__WHAT THE TASK ASKS__:
Reproduce the lines below from the one that contains "Target: jungle vegetation" through the end, inclusive, and add nothing.

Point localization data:

'''

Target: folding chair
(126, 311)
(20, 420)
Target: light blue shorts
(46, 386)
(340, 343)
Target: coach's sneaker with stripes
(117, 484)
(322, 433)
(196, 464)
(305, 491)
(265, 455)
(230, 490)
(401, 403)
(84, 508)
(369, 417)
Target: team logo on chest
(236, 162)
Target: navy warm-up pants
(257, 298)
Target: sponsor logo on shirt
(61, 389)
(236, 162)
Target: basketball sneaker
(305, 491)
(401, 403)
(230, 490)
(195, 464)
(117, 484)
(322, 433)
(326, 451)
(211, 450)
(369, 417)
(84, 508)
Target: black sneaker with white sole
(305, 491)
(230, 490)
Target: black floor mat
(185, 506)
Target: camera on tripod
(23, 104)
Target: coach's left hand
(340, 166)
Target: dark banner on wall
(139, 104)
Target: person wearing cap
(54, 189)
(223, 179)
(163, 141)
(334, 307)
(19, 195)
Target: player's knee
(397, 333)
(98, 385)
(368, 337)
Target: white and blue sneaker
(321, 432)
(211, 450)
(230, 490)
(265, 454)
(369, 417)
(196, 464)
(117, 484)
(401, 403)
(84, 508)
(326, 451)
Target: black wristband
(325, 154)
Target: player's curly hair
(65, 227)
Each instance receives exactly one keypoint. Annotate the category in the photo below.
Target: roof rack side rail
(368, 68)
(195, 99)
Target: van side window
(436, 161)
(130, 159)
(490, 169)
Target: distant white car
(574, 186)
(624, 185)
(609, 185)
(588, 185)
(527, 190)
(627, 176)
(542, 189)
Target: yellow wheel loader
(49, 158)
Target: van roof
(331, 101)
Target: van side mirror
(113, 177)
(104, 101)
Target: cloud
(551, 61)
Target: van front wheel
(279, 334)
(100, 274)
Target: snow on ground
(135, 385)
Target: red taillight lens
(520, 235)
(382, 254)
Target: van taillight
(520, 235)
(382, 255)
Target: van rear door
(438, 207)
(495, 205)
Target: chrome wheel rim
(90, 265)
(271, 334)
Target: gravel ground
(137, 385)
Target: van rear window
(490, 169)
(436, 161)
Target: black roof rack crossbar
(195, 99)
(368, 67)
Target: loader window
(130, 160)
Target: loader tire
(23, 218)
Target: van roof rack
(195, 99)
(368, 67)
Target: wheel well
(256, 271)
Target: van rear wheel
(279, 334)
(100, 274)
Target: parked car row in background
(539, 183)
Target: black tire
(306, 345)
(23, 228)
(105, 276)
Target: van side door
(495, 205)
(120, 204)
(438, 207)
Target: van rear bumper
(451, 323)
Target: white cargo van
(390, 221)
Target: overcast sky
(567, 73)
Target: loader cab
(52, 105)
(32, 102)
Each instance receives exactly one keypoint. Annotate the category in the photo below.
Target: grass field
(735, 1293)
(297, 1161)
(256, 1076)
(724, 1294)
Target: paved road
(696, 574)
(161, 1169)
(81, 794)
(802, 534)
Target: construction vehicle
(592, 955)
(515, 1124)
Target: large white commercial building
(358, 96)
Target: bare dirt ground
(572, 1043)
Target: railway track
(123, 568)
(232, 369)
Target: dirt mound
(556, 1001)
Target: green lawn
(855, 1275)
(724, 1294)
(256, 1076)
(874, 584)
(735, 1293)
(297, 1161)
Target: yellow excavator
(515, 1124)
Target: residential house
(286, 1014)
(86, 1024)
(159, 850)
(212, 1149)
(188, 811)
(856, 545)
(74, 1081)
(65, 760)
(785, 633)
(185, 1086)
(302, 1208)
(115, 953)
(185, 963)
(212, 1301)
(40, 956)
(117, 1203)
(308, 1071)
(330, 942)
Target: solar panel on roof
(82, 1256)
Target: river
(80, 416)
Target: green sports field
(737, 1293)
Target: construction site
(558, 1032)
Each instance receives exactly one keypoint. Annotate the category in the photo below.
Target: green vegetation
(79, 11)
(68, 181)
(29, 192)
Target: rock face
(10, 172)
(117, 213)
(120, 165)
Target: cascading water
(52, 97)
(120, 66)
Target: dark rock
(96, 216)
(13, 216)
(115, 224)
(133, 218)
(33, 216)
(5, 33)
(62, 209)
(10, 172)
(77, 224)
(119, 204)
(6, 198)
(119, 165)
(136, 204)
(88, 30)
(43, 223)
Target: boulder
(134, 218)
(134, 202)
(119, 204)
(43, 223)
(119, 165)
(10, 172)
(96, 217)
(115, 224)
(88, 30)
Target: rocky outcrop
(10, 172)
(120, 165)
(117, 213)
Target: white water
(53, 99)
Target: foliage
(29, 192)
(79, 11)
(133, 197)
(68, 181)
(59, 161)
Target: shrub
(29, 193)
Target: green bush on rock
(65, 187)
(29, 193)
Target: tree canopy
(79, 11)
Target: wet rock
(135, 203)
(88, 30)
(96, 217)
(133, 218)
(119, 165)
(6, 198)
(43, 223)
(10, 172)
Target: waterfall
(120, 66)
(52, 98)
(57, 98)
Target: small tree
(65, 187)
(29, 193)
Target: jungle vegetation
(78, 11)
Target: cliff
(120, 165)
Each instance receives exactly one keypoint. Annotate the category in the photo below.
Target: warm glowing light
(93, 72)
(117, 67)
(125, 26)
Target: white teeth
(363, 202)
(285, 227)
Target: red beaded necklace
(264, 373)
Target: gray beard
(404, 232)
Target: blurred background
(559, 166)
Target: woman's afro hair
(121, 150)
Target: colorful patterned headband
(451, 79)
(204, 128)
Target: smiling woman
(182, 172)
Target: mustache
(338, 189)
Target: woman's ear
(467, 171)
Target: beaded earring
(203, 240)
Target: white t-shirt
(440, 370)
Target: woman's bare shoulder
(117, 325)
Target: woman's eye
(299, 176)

'''

__OUTPUT BELOW__:
Target: jungle vegetation
(78, 11)
Target: cliff
(120, 165)
Each instance receives exactly one keypoint. Annotate the category in the photo below.
Target: warm glowing light
(93, 72)
(117, 67)
(125, 26)
Target: white teeth
(363, 202)
(285, 227)
Target: red beaded necklace
(264, 373)
Target: gray beard
(404, 232)
Target: blurred background
(559, 166)
Target: woman's afro hair
(121, 150)
Target: colorful patterned headband
(451, 79)
(204, 128)
Target: smiling woman
(182, 172)
Target: mustache
(338, 189)
Target: woman's ear
(467, 171)
Target: beaded earring
(203, 240)
Target: white t-shirt
(440, 370)
Target: woman's bare shoulder
(117, 325)
Target: woman's eye
(299, 176)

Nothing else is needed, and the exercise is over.